### Schriftliche Aufgaben
• a. Nenne alle verschiedenen Wortformen aus der Rede zum Parlamentsvorbehalt, die mit „parlament“ beginnen. Groß- und Kleinschreibung spielt keine Rolle.
• b. Schreibe die Rede zum Parlamentsvorbehalt nach ihrem letzten Satz weiter.

═════ Lesetext

Es gab von Anfang an viele Wünsche und auch viele Befürchtungen. Keine der Befürchtungen ist am Ende eingetreten. Der Wunsch nach einer Lockerung der parlamentarischen Rechte, der im Raum stand, der auch mal in Brüssel diskutiert wurde, war für uns Sozialdemokraten von vornherein ausgeschlossen, völlig ausgeschlossen.

(Beifall bei der SPD)

Das haben wir gesagt, und wir haben Wort gehalten. Es war auch gar nicht nötig; denn die Gespräche, die wir mit der Kommission und auch auf internationaler Ebene geführt haben, haben eindrucksvoll gezeigt: Der parlamentarische Vorbehalt ist keinesfalls ein Hemmschuh für deutsche Verantwortung in der Welt. Dass sich Regierungen manchmal hinter dem Parlamentsvorbehalt versteckt haben, ist für uns Parlamentarier sogar ein richtiges Ärgernis, weil das den guten parlamentarischen Vorbehalt in der Staatengemeinschaft diskreditiert und wir immer wieder erklären müssen, was Sache ist.

(Beifall bei Abgeordneten der SPD sowie des Abg. Dr. Frithjof Schmidt [BÜNDNIS 90/DIE GRÜNEN])

Insofern sage ich eindeutig: Der Parlamentsvorbehalt ist gut, und er schützt auch Regierungen – da bin ich ganz bei Ihnen – vor vorschnellen und möglicherweise auch falschen Entscheidungen.

Es wurde auch befürchtet, dass der Parlamentsvorbehalt abgeschafft werden könnte. Davon wurde überhaupt nichts realisiert. Wir haben den Parlamentsvorbehalt in keiner Weise eingeschränkt. Im Gegenteil: An vielen Stellen haben wir die parlamentarischen Rechte erweitert und präzisiert.

Herr Kollege Neu, was Sie vorhin gesagt haben, das ärgert mich jetzt schon; denn dieses angebliche Zitat ist weit von meinem Denken entfernt. Um es klar zu sagen: Ich war einer der wenigen, die damals, bei der ersten Formulierung des Parlamentsbeteiligungsgesetzes, sehr engagiert dabei waren. Schon damals war für mich ganz klar: Wir wollen niemals Vorratsbeschlüsse. Ergänzend habe ich immer gesagt: Sie sind rechtlich auch nicht möglich. – Beides ist unsere Position.

══════════
═════ Dateninhalt

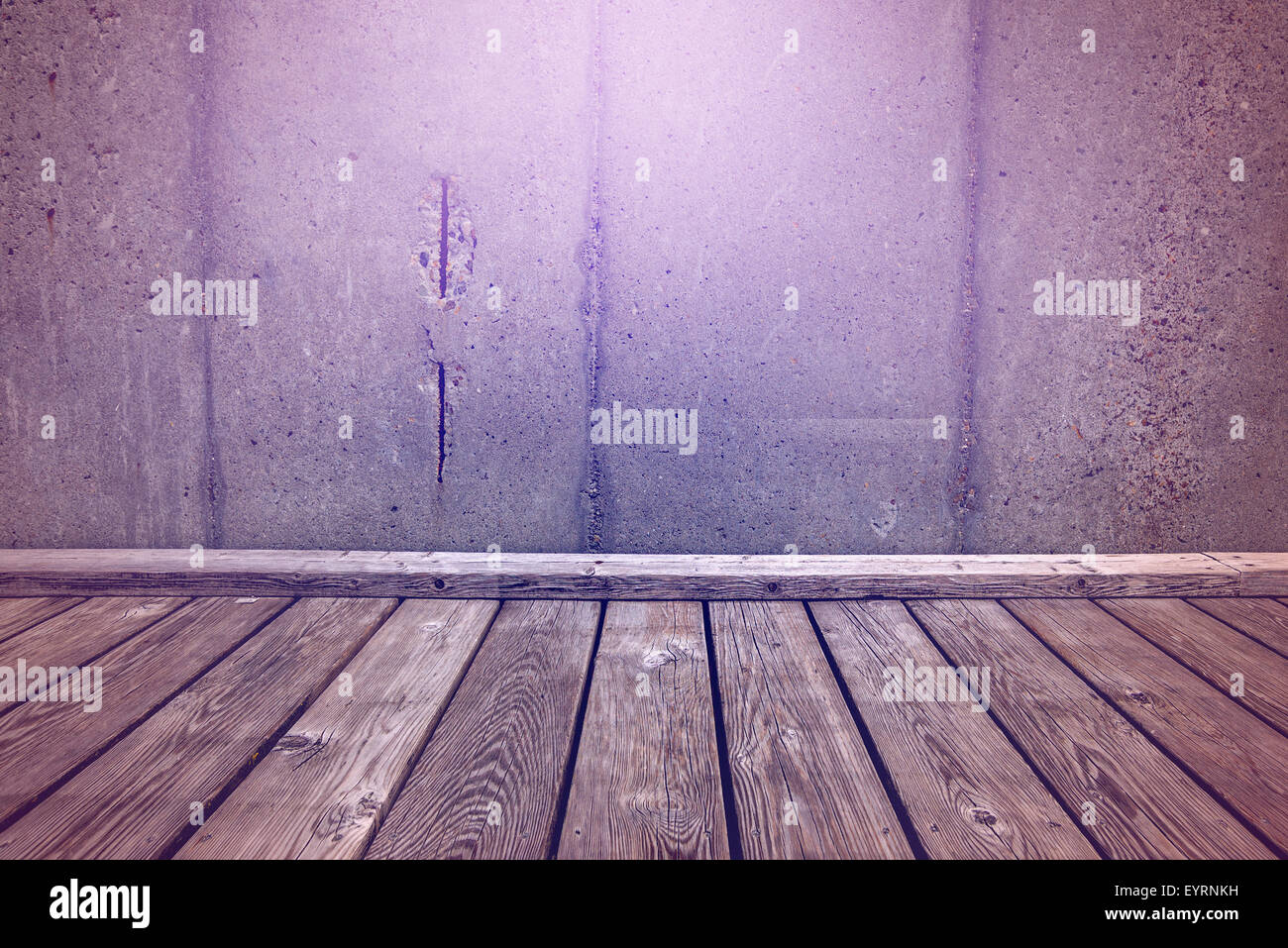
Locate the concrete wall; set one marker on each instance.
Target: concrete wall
(579, 281)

══════════

### Lösungen
• a. parlamentarischen, parlamentarische, Parlamentsvorbehalt, Parlamentarier, Parlamentsbeteiligungsgesetzes

• b.
(Beifall bei der SPD – Dr. Alexander S. Neu [DIE LINKE]: Das erinnert mich an ­Adenauer: Was kümmert mich mein Geschwätz von gestern!)

Wir erweitern die Rechte, insbesondere an einem ganz wichtigen Punkt, nämlich bei der Unterrichtung des Parlaments. Es ist eine frühzeitige Unterrichtung vorgesehen, dann, wenn Regierungen anfangen, über Einsätze zu reden und zu planen. Das ist wichtig, weil es nicht im Ermessen von Regierungen liegt, darüber zu befinden, ob ein Einsatz mandatspflichtig ist oder nicht. Das ist ein parlamentarisches Recht. Deshalb ist es ganz eindeutig: Es ist gut, dass wir dies gesetzlich verankern. Die Regierungen müssen mit dem Parlament ventilieren, wie das Parlament den einzelnen Einsatz bewertet. Ich sage es deutlich: Bei allen Bundesregierungen gibt es, was das Ventilieren anbelangt, Luft nach oben. Deshalb ist es gut, dass wir hier Klarheit schaffen.

Wir stärken das Recht des Parlaments im Bereich der Informationen über Einsätze des Kommandos Spezialkräfte. Auch das ist ein lang gehegter Wunsch. Und es gibt die seit langem eingeforderten Evaluierungen am Ende von Einsätzen. Das ist alles richtig.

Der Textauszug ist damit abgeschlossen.